**EXERCISE BRIEF:** Please copy each of the lines below word for word, changing no character, spacing, or punctuation.

**SUPPLIED MATERIAL:**
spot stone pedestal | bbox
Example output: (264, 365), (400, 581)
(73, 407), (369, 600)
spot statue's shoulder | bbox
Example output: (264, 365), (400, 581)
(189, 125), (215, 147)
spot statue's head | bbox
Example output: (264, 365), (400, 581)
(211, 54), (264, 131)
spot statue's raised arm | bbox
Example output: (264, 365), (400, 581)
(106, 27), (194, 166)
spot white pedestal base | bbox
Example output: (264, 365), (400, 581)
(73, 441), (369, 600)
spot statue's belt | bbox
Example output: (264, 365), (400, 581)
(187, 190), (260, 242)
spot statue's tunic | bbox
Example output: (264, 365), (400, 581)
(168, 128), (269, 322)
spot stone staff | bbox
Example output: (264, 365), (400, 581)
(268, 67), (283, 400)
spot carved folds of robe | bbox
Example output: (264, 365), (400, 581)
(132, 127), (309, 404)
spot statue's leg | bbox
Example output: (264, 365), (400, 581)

**EXERCISE RESULT:**
spot stone pedestal | bbox
Example output: (264, 365), (400, 581)
(73, 407), (369, 600)
spot statue's shoulder | bbox
Example output: (264, 365), (400, 581)
(189, 125), (215, 147)
spot statue's head | bbox
Example output: (264, 365), (400, 581)
(211, 54), (264, 131)
spot statue's raised arm | bbox
Example output: (264, 365), (400, 581)
(106, 27), (194, 166)
spot white pedestal base | bbox
Example output: (264, 365), (400, 581)
(73, 441), (369, 600)
spot statue's belt | bbox
Example output: (264, 365), (400, 581)
(187, 190), (260, 242)
spot statue's tunic | bbox
Example output: (264, 365), (400, 581)
(168, 128), (269, 322)
spot stone staff | bbox
Example output: (264, 365), (400, 581)
(268, 67), (283, 400)
spot carved folds of robe | bbox
Example output: (264, 365), (400, 581)
(132, 127), (309, 404)
spot statue's leg | bbox
Example output: (264, 365), (400, 581)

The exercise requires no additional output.